List every line of the records below that has the word "marker" in it, copying each such line in full.

Source data:
----
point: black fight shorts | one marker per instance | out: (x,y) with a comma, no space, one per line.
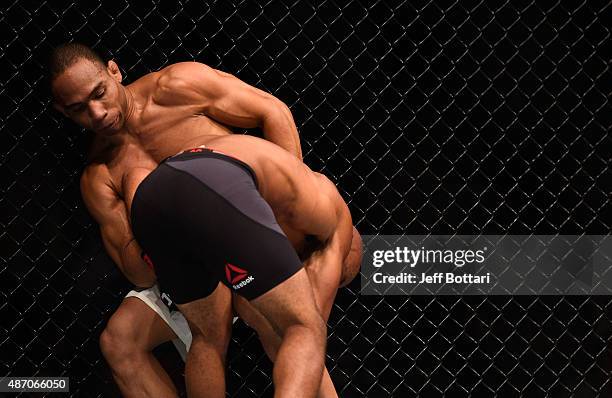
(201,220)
----
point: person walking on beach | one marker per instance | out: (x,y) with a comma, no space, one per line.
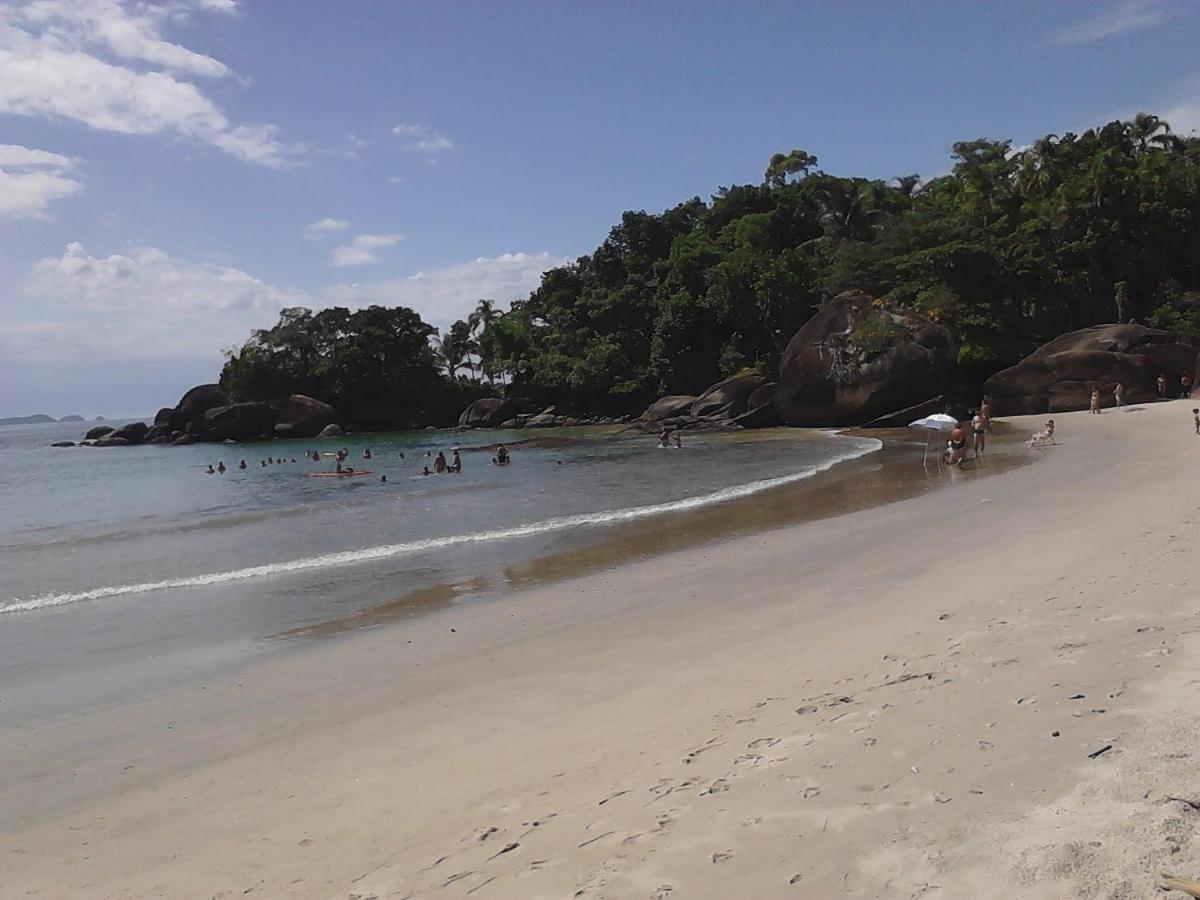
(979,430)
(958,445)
----
Task answer:
point: black fight shorts | one marker per instance | out: (x,y) with a comma, no space, one per line.
point: person walking on beach | one marker per instance | out: (x,y) with a comma, no space, one per line.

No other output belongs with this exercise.